First of all, I don’t think money is a good benchmark. Every time you raise money, you are giving away equity. While increasing the pie is a positive thing, it also requires you to raise the bar significantly. I don’t think it’s good or bad per se. For some businesses, it is simply required. Mesosphere was very capital-intensive because we had to be able to afford world-class engineers that we lured out of companies like Google. We were basically forced to raise significant amounts of money to build a complex product and compete in the market with some of the most well-run companies out there, like Google, Microsoft, and Amazon.

To your question of how we did it? Well, I think for the initial rounds, it’s about the team, the idea, and the market. Then, in later rounds it’s about execution and the metrics that confirm whether you are on the right path. For us, it first was Open Source adoption for series A and turned into a metric of revenue for series B. The best advice I ever got is actually very simple: If you never have a bad quarter, you never have a bad year. This means you keep pushing because the end of one quarter is also the beginning of another quarter. This practice is like a rollercoaster ride, and can become exhausting for high-growth startups. Just remember in the end, if you are on a great trajectory people will give you money because you are growing the company.

So you are now in this mode where you are investing yourself. What is your philosophy there? Are you sticking to technology or do you have any other favorite industries?

● Problems to solve
• a. From the fundraising interview excerpt, copy the passage starting at "To your question" and ending at "growing the company.".
• b. According to the fundraising interview excerpt, why was Mesosphere so capital-intensive? Answer in one to three sentences.

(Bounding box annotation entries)
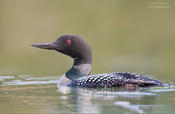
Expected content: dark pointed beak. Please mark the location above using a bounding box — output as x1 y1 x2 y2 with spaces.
31 42 58 50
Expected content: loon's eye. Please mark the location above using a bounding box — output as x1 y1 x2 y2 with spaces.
65 40 72 45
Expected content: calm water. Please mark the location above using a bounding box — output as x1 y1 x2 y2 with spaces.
0 75 175 114
0 0 175 114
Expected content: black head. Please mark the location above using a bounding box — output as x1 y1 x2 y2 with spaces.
32 35 92 64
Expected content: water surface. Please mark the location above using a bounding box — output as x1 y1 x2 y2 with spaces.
0 75 175 114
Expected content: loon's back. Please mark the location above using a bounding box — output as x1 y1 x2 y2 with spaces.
70 72 164 88
32 35 164 88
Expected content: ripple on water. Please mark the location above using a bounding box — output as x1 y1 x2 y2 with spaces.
114 101 152 114
3 80 58 85
0 76 15 81
94 91 156 98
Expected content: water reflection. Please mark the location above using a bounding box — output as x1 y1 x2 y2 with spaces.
0 75 175 114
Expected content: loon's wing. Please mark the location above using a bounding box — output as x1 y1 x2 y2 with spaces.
114 72 164 87
72 72 163 87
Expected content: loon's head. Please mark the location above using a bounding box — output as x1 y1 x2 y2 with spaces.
32 35 92 65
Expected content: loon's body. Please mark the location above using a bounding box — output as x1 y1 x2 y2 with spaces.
32 35 164 88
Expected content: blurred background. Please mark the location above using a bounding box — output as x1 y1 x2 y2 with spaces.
0 0 175 80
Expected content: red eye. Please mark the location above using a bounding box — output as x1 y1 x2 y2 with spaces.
66 40 71 45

● Results by task
• a.
To your question of how we did it? Well, I think for the initial rounds, it’s about the team, the idea, and the market. Then, in later rounds it’s about execution and the metrics that confirm whether you are on the right path. For us, it first was Open Source adoption for series A and turned into a metric of revenue for series B. The best advice I ever got is actually very simple: If you never have a bad quarter, you never have a bad year. This means you keep pushing because the end of one quarter is also the beginning of another quarter. This practice is like a rollercoaster ride, and can become exhausting for high-growth startups. Just remember in the end, if you are on a great trajectory people will give you money because you are growing the company.

• b. Mesosphere had to be able to afford world-class engineers lured out of companies like Google. It was forced to raise significant amounts of money to build a complex product and compete with well-run companies such as Google, Microsoft, and Amazon.